[SUPPLIED INFORMATION]
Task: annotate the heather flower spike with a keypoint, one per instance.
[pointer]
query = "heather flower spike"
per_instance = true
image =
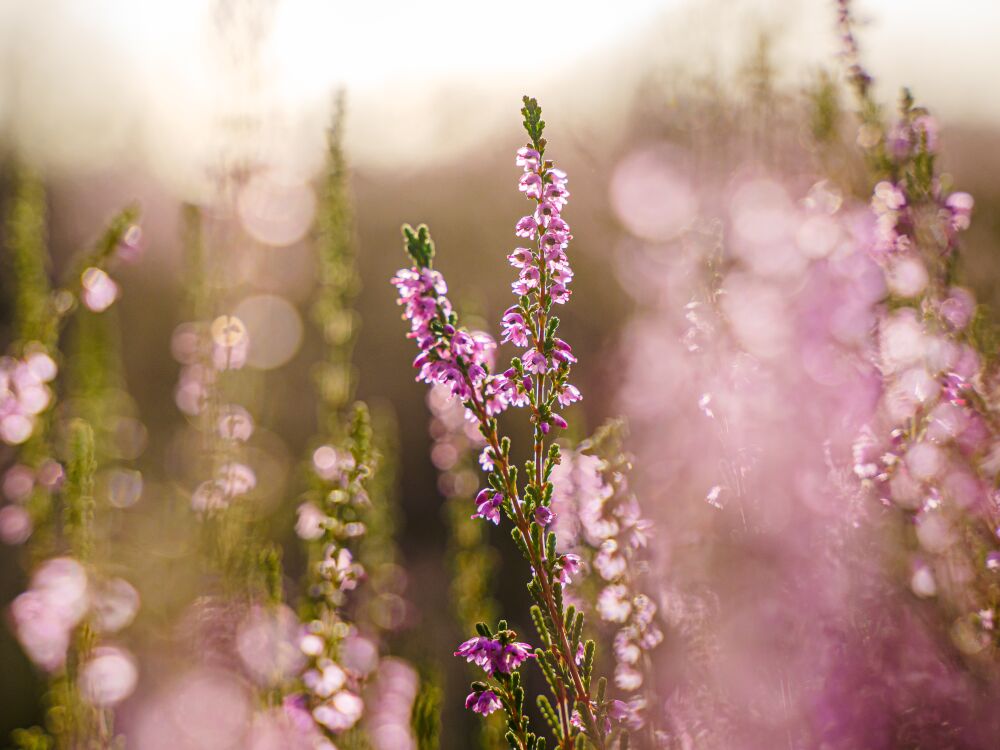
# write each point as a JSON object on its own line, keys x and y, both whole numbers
{"x": 462, "y": 363}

[HOW TO COMPLETE THIS TASK] From the line with "per_instance = true" down to the last line of the entries above, set down every line exactly, apart from the pictures.

[SOLUTION TO THE PROBLEM]
per_instance = true
image =
# write each point as a JSON object on its own line, keys x and y, both whole numbers
{"x": 462, "y": 363}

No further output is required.